> [Exercise objective]
Print the entire listing. Each line must match the original exactly.

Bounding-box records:
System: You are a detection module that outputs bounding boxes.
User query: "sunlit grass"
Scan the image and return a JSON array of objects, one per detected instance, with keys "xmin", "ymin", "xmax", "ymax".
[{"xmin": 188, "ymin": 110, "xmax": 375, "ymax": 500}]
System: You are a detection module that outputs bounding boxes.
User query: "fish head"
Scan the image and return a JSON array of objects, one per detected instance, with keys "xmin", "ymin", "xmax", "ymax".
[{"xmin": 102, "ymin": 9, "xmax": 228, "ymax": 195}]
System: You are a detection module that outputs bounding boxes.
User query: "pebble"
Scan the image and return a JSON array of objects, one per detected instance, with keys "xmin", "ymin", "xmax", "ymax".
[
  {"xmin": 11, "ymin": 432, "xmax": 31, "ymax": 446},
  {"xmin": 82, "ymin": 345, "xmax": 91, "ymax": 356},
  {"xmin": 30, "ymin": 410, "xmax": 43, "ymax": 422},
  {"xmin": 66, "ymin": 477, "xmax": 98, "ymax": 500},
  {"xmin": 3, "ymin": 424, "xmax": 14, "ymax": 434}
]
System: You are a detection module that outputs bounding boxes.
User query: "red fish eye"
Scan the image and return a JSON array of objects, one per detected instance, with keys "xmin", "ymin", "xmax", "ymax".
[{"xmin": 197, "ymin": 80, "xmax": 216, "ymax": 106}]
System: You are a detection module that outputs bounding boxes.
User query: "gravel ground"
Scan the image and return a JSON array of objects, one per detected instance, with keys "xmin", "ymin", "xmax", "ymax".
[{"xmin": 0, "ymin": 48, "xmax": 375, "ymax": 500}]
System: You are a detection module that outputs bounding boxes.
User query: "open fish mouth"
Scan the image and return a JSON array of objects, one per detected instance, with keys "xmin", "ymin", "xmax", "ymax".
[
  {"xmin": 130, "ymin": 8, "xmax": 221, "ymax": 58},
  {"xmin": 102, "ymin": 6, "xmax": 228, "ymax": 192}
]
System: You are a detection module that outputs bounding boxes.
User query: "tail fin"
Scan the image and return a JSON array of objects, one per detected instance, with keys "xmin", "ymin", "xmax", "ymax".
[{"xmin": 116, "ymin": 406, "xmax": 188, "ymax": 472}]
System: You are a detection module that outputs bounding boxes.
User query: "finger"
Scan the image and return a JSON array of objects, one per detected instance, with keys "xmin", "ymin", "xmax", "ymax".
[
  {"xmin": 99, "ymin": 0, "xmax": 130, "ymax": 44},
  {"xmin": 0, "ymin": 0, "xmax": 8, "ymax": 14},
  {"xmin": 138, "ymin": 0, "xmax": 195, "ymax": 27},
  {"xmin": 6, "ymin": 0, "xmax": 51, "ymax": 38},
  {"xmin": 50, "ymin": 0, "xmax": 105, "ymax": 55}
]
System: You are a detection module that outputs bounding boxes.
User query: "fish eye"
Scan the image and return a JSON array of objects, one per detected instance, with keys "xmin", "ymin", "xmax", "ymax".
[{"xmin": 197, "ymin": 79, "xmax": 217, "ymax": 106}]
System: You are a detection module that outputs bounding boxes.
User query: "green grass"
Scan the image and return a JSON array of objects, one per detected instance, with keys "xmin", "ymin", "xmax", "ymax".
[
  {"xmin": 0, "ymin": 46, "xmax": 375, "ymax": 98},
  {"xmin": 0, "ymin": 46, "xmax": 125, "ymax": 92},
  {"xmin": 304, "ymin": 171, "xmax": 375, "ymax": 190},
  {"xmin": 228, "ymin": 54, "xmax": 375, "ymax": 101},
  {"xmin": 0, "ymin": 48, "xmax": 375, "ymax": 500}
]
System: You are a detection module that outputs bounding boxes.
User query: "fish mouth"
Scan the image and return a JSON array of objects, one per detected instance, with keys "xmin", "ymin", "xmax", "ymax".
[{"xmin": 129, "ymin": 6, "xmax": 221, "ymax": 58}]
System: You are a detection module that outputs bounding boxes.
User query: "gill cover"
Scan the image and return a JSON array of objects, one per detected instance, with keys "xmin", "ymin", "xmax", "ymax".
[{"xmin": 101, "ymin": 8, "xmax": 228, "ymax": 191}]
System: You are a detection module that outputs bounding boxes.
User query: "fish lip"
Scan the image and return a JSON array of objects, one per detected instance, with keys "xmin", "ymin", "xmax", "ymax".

> [Solution to this task]
System: You are a detection module that outputs bounding boxes.
User query: "sunlit grass"
Scan the image and return a JSON array of objects, one per detected instance, with keys "xmin", "ymin", "xmax", "ymax".
[{"xmin": 188, "ymin": 110, "xmax": 375, "ymax": 500}]
System: You are a detection module that outputs bounding boxes.
User query: "fish head"
Scan the image and return a JSON array of objects, one per detected instance, with keys "xmin", "ymin", "xmax", "ymax".
[{"xmin": 102, "ymin": 9, "xmax": 228, "ymax": 195}]
System: You are a detection module that outputs bounding boxes.
User query: "pebble"
Scan the image and return a JSON array of objects, one per detected instance, with keys "xmin", "ymin", "xmax", "ymax".
[
  {"xmin": 11, "ymin": 432, "xmax": 31, "ymax": 446},
  {"xmin": 82, "ymin": 345, "xmax": 91, "ymax": 356},
  {"xmin": 30, "ymin": 410, "xmax": 43, "ymax": 422},
  {"xmin": 66, "ymin": 477, "xmax": 98, "ymax": 500},
  {"xmin": 3, "ymin": 424, "xmax": 14, "ymax": 434}
]
System: You are a detection module that outputs bounding boxes.
User query: "red fish eye"
Scan the image and return a JSON array of objects, one per detected instance, with keys "xmin", "ymin", "xmax", "ymax".
[{"xmin": 197, "ymin": 80, "xmax": 216, "ymax": 106}]
System: You are a detection module that outputs bounding boxes.
User query: "gravel ground"
Scan the image and return a JSON array of objects, one per detected instance, with keys "xmin", "ymin", "xmax", "ymax".
[{"xmin": 0, "ymin": 48, "xmax": 375, "ymax": 500}]
System: You are a detection module that outputs bounding boxes.
User query: "open fish mouth"
Scan the image and return a JSON array of objects, one per detected instance, with keys "xmin", "ymin", "xmax", "ymax".
[
  {"xmin": 130, "ymin": 8, "xmax": 221, "ymax": 58},
  {"xmin": 102, "ymin": 6, "xmax": 228, "ymax": 192}
]
System: You are a detection module that outputs bounding boxes.
User query: "tail fin"
Scan the image and return a JSON array of objects, one per detected instance, with keys "xmin", "ymin", "xmax", "ymax".
[{"xmin": 116, "ymin": 406, "xmax": 188, "ymax": 472}]
System: You are a detection module that outputs bounding boxes.
User query: "finger"
Scan the image and return a JSON array of objects, one per detected instance, with keys "xmin", "ymin", "xmax", "ymax".
[
  {"xmin": 99, "ymin": 0, "xmax": 130, "ymax": 44},
  {"xmin": 0, "ymin": 0, "xmax": 8, "ymax": 14},
  {"xmin": 138, "ymin": 0, "xmax": 195, "ymax": 27},
  {"xmin": 6, "ymin": 0, "xmax": 51, "ymax": 38},
  {"xmin": 50, "ymin": 0, "xmax": 105, "ymax": 55}
]
System: You are a detection module that outputs bounding boxes.
User query: "fish eye"
Scan the image and return a JSON array of objects, one per detected instance, with keys "xmin", "ymin", "xmax", "ymax".
[{"xmin": 197, "ymin": 79, "xmax": 217, "ymax": 106}]
System: You are a detection module that outputs bounding boxes.
User query: "green grass"
Scan the image and return a JSON array of objects, one per detected instance, with keys "xmin", "ymin", "xmax", "ymax".
[
  {"xmin": 0, "ymin": 46, "xmax": 375, "ymax": 98},
  {"xmin": 0, "ymin": 46, "xmax": 125, "ymax": 92},
  {"xmin": 304, "ymin": 171, "xmax": 375, "ymax": 190},
  {"xmin": 228, "ymin": 54, "xmax": 375, "ymax": 101},
  {"xmin": 0, "ymin": 48, "xmax": 375, "ymax": 500}
]
System: You are a detection module that outputs bounding boxes.
User query: "fish mouth"
Scan the image and return a JSON array of objects, one per detected instance, with keys "xmin", "ymin", "xmax", "ymax".
[{"xmin": 129, "ymin": 6, "xmax": 221, "ymax": 58}]
System: You are a detection module that outputs bounding boxes.
User query: "gill cover"
Scan the image and return a JSON array of objects, one per detected instance, with keys "xmin", "ymin", "xmax", "ymax".
[{"xmin": 101, "ymin": 8, "xmax": 228, "ymax": 191}]
System: You are a detection module that outputs bounding boxes.
User query: "fish lip"
Scan the image and return a JSON array of objects, one per detected instance, with keys "xmin", "ymin", "xmax", "ymax".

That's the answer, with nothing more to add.